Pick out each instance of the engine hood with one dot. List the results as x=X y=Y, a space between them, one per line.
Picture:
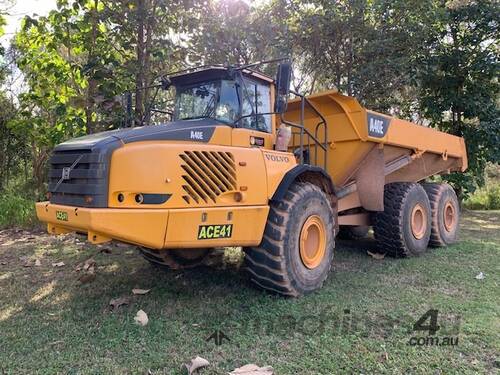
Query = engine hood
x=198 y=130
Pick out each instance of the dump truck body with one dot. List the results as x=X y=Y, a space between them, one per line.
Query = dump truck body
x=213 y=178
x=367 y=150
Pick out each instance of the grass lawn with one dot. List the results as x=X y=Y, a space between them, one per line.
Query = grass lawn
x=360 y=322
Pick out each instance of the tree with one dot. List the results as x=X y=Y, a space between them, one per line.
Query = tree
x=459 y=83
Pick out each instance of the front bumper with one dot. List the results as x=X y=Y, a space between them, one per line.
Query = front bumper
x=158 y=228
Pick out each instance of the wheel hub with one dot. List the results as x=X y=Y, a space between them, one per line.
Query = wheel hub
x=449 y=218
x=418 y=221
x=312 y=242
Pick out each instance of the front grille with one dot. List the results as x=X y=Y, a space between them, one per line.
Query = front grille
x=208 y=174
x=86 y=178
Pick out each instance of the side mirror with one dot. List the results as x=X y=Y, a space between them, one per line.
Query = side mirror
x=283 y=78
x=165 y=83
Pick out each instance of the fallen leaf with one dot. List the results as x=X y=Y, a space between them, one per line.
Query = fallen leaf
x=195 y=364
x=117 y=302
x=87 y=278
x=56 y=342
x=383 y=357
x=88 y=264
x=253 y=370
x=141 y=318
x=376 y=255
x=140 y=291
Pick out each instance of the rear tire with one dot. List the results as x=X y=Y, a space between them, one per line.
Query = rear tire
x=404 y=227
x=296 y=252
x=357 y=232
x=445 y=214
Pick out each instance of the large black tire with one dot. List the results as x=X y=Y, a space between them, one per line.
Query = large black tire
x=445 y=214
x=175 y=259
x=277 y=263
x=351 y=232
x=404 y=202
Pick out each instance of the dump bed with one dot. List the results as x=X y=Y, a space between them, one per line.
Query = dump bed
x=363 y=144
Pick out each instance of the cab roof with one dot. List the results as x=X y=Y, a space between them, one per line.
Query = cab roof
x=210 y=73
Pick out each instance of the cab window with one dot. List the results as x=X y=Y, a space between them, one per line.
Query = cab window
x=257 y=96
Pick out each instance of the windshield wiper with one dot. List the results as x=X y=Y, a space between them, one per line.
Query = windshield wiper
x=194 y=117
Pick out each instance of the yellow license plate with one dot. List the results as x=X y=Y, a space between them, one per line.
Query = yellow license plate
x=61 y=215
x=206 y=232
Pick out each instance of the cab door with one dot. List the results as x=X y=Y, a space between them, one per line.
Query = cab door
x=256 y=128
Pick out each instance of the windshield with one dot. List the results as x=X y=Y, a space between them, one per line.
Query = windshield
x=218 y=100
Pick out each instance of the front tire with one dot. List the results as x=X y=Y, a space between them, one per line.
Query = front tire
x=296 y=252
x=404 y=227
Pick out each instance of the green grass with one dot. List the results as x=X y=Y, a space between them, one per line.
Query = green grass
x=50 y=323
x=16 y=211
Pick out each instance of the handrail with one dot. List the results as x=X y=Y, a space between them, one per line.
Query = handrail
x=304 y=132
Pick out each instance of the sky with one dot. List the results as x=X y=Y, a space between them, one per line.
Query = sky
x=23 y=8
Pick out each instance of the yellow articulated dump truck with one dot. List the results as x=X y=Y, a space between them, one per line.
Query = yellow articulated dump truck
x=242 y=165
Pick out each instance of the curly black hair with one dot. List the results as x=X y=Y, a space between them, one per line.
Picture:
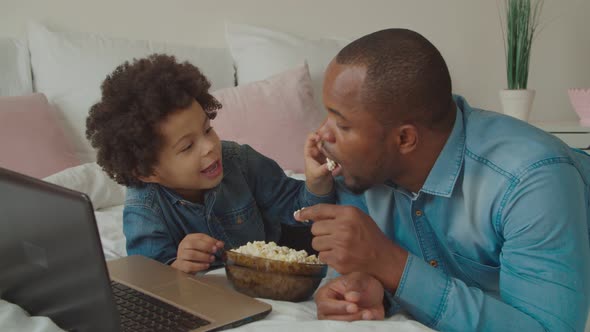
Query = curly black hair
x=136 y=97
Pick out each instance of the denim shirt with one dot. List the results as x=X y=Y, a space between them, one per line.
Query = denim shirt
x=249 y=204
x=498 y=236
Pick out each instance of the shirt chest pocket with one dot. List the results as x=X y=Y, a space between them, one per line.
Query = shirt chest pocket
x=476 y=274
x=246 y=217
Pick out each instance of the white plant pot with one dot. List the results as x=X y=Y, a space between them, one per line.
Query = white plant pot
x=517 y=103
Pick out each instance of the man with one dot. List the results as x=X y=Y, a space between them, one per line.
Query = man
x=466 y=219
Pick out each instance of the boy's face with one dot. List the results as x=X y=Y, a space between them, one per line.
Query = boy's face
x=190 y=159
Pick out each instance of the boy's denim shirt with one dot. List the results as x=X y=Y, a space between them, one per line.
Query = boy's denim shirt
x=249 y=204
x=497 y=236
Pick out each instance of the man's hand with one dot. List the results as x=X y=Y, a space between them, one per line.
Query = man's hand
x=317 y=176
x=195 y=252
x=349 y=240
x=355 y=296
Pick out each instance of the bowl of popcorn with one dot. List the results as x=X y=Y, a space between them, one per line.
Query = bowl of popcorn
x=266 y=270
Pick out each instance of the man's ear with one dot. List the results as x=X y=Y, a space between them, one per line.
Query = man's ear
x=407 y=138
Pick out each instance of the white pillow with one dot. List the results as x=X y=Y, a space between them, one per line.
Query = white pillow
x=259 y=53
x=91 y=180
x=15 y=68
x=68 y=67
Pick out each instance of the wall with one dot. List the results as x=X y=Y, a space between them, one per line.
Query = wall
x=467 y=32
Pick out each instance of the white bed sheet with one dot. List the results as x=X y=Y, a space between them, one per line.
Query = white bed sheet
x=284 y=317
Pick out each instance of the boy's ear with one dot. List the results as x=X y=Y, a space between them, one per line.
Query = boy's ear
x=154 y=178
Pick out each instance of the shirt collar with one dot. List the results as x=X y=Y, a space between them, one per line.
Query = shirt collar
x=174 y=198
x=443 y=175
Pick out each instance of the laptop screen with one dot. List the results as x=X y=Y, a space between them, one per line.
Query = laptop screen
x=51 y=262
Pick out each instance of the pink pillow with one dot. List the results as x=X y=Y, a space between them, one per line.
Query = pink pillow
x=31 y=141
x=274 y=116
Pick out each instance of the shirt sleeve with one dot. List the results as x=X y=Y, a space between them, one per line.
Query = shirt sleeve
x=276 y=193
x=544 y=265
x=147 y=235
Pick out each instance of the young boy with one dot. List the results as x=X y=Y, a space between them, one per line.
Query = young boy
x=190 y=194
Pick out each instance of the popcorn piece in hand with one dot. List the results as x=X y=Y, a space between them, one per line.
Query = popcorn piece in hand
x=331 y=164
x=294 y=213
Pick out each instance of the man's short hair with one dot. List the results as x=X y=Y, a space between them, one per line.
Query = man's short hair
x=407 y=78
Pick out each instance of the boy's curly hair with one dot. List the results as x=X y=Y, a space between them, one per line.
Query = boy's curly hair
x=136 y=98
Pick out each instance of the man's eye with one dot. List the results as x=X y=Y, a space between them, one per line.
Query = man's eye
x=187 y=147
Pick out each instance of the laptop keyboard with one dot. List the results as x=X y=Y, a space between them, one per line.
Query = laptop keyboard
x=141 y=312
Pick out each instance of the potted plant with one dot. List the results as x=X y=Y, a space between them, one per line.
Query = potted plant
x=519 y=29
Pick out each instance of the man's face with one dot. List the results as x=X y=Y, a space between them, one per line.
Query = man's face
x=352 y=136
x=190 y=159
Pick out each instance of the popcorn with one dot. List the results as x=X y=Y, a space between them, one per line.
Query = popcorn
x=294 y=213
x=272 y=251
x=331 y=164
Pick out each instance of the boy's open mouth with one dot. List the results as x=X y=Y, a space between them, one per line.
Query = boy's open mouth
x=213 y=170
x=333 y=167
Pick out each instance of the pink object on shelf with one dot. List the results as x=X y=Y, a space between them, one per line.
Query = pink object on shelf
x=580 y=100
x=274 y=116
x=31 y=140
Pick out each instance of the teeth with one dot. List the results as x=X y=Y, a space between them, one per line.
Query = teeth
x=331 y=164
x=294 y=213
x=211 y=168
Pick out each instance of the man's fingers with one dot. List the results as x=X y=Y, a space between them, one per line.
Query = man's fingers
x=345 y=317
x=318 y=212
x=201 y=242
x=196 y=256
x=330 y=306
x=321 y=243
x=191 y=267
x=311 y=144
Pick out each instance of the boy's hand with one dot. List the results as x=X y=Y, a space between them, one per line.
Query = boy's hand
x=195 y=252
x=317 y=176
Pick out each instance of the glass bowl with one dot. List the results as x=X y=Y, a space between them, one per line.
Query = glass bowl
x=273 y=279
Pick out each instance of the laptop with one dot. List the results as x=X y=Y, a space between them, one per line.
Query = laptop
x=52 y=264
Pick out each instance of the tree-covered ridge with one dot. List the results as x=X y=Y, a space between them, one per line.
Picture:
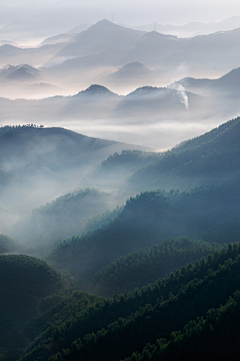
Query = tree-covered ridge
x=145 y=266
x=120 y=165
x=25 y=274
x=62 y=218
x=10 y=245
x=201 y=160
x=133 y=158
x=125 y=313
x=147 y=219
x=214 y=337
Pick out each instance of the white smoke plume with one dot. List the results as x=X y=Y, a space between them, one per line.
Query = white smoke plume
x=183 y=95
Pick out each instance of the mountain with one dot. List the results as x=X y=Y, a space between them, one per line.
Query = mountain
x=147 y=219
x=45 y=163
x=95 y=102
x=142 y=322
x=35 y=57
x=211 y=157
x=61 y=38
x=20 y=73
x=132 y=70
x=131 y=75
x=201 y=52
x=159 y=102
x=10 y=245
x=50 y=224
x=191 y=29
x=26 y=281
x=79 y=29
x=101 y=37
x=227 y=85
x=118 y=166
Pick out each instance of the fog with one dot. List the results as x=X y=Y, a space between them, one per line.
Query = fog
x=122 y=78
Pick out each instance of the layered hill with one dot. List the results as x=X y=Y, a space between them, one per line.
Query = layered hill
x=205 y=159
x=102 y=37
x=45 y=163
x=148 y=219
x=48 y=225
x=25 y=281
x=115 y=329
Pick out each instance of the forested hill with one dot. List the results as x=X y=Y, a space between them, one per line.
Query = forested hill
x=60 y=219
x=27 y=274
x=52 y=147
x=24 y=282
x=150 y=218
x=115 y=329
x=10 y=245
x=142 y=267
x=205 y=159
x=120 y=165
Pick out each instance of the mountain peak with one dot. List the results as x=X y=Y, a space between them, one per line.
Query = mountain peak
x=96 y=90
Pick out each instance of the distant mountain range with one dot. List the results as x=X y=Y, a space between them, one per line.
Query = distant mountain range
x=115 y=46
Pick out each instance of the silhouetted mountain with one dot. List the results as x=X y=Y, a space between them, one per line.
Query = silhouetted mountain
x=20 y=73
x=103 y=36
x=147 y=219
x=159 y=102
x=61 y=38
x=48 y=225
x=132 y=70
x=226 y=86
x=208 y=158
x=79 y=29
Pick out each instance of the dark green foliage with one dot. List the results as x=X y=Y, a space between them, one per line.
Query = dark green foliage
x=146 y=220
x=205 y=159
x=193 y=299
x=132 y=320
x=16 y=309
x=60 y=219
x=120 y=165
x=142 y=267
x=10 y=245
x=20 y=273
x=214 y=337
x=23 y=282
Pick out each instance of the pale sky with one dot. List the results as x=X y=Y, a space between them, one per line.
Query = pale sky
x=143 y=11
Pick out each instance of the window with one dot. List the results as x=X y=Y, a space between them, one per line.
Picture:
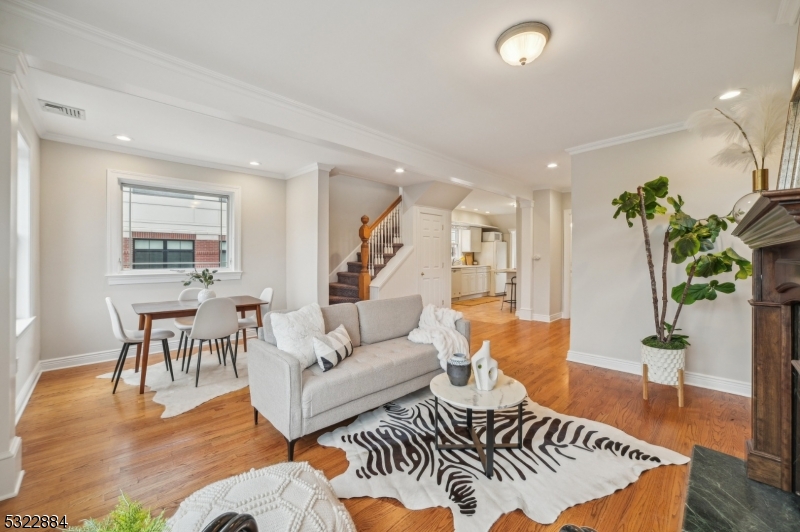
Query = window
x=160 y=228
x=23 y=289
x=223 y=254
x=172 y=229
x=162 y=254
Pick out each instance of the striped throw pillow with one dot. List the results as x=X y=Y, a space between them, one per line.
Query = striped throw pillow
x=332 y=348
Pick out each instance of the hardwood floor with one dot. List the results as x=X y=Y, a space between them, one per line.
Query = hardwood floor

*****

» **Exercise instructions**
Copy the records from the line containing "Pick out each instance of the shirt chest" down to the line containing "x=284 y=317", swapping "popcorn" for "cereal" and leaving everything else unchanged.

» **Result**
Pick out each instance of the shirt chest pocket with one dot. List the results as x=X y=Y, a space between them, one per line.
Query = shirt chest pocket
x=476 y=274
x=246 y=217
Pick out each instance of the white plant pot with one dot. List the results as x=X y=Y, a space between them, one per line.
Query = white plant pot
x=517 y=103
Pick out each instance of the man with one dot. List the results as x=X y=Y, a space between them, one per line.
Query = man
x=466 y=219
Pick out each instance of the boy's face with one dot. List the results as x=X y=Y, a space between them, one per line.
Query = boy's face
x=190 y=159
Pick out each instance of the boy's denim shirt with one dot. List the results as x=X y=Y, a space between them, one per line.
Query = boy's denim shirt
x=249 y=204
x=497 y=236
Pick out each instance of the man's hand with one dot. List the results as x=X y=Y, a space between them, one per line.
Query = man's hand
x=317 y=176
x=195 y=252
x=349 y=240
x=355 y=296
Pick out each instance of the bowl of cereal with one dot. List the results as x=X y=Y, a space between them, one per line.
Query = bowl of cereal
x=266 y=270
Pick out each instance of the man's ear with one dot. List the results as x=X y=Y, a space between them, one per line.
Query = man's ear
x=407 y=138
Pick out each instance of the white pillow with one dot. List the results as x=X y=Y, a space between them, one per line.
Query = white pillow
x=259 y=53
x=91 y=180
x=15 y=68
x=68 y=67
Pick out each instance of the wall with one dot. List the results as x=X y=Y, a space between them, one per line.
Query = wall
x=467 y=32
Pick out each instance of the white bed sheet with one dot. List the results as x=X y=Y, a space between them, one per line.
Query = white bed sheet
x=284 y=317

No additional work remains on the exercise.